TASK OBJECTIVE: Write out the breath-hold diving notes again, beginning at the words "Diving response - parasympathetic" and stopping after "face submersion alone.", and swap "aquatic mammals" for "marine mammals".

TEXT:

*** Block opens ***

Brian Locke

Breath Hold Diving

Immersion: body surrounded by water; exposed to external hydrostatic pressure.

  • increases inspiratory effort (static load), reduces lung capacity (static load), shifts blood from lower body into chest (abd organs, for instance, are less dense than H2O - induces diuresis as sensed as fluid overload. Preload increased), and induces autonomic reflexes.

In terms of lung volumes, immersion to the neck = -28 cmH2O of pressure due to the water column on the chest.

Maximal inspiratory pressure that the chest/diaphragm can generate is 100-150 cmH2O, which corresponds to the longest tube you could theoretically breath through, even if it was large enough that flow resistance was negligible. -- you also get additive transmural pressures across the heart chambers, due to pressure of increased preload from hydrostatic pressure on body)

Normally, spleen holds/sequesters 10% of blood volume. Squeezed out in response to loud noise, sympathetic release, diving. (Diving mammals have huge spleens - scuba tanks for storing oxygen). Splenectomy lowers breath-hold time.

Asphyxia = triad of cellular hypoxia, hypercapnia, and acidosis caused by inadequate gas exchange with the environment. Apnea = halted gas exchange with environment.

Diving response - parasympathetic drop in HR, maintained MAP (thus increased SVR in non-critical organs). Most marked in aquatic mammals, but still present in terrestrial animals. Can lead to lactate production in those tissues. Activated by face submersion alone.

Lung mechanics: Boyles law: P1V1 = P2V2. At 1m of sea water (msw) is 10 atm, roughly. Thus, 90m down is 10 atm of pressure.

Thus, volume will be much below residual volume (max exp) because pressure on thorax will be much larger. RV will generally be reach at about 30 msw

Diaphragm (and abd sucking in), blood vessels fill the volume - and significant negative pleural pressures. Meaning, the positive pleural pressures from shallow depth pass 0 (lung at FRC) at the 'pressure reversal depth' - somewhere 20-40m depending on lung and chest wall compliance.

Why no Scuba for prior PTX? Below the pressure reversal depth, will get very negative pressures.

Additionally, more and more of the lung will get atelectatic - at depths below pressure reversal depth, and below RV depth... "the squeeze" (negative pressure injury - generally hemoptysis from bronchial or alveolar rupture, or pulmonary edema) becomes possible.

*** Block closes ***

MATERIAL SHOWN:
*** Block opens ***

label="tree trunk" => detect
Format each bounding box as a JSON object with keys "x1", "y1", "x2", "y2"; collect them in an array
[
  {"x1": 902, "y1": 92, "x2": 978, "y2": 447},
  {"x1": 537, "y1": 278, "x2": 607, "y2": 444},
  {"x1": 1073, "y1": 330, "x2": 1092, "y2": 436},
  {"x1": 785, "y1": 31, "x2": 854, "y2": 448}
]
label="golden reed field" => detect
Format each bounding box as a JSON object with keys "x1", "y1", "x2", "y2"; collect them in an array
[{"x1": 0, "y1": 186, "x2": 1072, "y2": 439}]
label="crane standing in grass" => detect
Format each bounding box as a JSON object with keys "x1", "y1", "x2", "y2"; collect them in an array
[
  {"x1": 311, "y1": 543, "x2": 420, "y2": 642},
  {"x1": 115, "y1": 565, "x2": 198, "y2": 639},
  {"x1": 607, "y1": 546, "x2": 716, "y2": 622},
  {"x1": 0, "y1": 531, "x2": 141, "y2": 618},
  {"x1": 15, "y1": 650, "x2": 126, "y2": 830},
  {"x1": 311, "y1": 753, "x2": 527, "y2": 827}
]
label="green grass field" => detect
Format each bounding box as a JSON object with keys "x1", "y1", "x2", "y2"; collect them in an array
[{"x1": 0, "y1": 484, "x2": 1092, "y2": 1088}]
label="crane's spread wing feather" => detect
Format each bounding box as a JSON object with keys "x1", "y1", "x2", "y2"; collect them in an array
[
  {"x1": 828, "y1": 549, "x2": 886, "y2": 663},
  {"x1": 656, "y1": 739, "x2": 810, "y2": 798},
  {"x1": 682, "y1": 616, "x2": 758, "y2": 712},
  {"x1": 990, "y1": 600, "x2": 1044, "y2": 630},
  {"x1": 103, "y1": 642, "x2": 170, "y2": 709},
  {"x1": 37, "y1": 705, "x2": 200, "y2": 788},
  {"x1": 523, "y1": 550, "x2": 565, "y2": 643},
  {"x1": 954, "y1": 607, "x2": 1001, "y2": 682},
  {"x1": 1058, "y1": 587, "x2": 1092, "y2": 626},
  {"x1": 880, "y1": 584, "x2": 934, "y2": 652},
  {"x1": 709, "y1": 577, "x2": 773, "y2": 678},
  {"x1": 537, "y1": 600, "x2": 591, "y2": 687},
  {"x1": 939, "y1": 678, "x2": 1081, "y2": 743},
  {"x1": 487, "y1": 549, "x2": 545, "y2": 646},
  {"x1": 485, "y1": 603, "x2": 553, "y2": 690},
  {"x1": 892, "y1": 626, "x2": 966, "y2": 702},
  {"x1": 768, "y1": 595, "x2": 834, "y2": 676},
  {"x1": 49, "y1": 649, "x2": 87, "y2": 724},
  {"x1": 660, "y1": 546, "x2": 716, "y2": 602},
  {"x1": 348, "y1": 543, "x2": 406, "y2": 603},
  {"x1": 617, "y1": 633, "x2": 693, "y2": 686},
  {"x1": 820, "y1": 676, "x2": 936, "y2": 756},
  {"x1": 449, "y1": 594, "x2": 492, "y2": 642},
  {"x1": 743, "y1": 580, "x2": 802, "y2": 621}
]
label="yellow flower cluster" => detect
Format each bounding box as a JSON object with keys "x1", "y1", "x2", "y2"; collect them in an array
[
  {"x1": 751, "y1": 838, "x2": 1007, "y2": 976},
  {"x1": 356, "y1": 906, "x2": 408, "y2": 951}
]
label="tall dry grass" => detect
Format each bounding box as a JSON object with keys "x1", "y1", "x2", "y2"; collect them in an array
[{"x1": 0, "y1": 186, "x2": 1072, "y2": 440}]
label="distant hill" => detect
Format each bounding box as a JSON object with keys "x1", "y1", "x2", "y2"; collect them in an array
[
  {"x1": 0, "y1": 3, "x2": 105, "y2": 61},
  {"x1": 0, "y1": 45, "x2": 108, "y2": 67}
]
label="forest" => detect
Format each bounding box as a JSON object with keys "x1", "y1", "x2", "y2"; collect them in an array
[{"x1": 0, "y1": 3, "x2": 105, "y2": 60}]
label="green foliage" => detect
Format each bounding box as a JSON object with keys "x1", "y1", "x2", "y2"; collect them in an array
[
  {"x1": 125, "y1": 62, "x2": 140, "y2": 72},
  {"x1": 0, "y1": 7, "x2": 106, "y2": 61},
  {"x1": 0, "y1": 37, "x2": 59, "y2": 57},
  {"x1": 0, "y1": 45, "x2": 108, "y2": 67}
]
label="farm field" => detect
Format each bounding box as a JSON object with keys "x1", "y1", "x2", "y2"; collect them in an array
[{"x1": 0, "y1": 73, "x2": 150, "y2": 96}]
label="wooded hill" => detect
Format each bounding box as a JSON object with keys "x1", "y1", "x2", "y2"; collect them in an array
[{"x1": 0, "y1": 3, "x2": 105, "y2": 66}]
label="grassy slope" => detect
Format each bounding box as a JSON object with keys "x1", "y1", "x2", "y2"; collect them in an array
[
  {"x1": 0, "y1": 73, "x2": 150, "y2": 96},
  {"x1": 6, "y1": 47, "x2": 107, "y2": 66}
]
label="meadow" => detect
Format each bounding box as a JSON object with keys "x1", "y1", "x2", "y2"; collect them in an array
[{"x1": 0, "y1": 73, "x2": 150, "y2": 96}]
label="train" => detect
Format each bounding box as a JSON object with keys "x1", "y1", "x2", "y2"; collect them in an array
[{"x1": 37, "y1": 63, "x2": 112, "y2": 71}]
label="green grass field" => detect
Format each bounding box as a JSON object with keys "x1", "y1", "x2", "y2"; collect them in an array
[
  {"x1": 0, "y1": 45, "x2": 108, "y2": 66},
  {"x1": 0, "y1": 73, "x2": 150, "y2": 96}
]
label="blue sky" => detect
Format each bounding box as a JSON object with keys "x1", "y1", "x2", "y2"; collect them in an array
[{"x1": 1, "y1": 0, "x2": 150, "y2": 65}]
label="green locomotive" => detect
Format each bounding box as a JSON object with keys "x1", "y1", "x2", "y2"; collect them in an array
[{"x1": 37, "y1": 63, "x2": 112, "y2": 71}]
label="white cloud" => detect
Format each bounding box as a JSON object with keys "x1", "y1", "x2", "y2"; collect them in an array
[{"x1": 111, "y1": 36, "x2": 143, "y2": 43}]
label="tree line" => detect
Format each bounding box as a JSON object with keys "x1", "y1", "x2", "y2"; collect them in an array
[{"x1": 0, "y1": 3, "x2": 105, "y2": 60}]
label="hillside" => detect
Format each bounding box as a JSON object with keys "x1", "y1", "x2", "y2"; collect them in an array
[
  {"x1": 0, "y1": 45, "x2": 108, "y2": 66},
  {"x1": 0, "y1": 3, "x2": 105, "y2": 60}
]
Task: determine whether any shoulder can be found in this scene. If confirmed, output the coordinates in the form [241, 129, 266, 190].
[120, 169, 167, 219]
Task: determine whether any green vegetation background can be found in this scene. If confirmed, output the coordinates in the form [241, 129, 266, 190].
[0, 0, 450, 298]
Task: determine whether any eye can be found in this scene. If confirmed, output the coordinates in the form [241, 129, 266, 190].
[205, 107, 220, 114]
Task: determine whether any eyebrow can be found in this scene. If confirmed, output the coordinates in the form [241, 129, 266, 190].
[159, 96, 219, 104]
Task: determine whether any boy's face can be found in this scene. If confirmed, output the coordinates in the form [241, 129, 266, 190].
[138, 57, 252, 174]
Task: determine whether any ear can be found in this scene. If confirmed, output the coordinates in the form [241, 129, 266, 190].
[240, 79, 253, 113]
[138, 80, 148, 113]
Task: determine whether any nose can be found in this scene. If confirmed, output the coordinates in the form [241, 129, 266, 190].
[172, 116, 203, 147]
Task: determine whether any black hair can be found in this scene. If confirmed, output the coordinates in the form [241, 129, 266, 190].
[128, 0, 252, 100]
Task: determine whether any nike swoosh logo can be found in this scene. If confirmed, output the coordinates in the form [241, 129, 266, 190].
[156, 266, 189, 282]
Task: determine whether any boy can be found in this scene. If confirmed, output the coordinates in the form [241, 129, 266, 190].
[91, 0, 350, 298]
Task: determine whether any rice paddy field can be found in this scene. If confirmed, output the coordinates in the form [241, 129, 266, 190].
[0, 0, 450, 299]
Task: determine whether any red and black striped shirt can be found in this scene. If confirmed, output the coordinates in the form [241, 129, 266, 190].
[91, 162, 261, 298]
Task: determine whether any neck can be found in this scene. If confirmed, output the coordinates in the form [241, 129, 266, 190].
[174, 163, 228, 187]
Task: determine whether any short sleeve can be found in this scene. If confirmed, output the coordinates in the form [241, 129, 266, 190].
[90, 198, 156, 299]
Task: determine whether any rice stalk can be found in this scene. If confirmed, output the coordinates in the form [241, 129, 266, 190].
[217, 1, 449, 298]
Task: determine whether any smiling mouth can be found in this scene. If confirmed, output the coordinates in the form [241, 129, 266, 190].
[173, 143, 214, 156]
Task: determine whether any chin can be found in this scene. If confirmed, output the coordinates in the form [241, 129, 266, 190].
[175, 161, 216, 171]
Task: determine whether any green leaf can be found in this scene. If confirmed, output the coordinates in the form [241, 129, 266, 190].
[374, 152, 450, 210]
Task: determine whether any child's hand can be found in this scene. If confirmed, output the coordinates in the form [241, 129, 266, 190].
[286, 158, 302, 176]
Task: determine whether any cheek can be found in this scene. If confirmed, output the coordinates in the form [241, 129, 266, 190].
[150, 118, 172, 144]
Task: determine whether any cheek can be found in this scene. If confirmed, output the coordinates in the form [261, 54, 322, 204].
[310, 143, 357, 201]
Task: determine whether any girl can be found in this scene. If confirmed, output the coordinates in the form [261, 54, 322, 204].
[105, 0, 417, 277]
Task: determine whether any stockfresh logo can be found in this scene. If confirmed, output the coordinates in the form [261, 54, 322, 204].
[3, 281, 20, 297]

*** Block closes ***

TASK ANSWER:
Diving response - parasympathetic drop in HR, maintained MAP (thus increased SVR in non-critical organs). Most marked in marine mammals, but still present in terrestrial animals. Can lead to lactate production in those tissues. Activated by face submersion alone.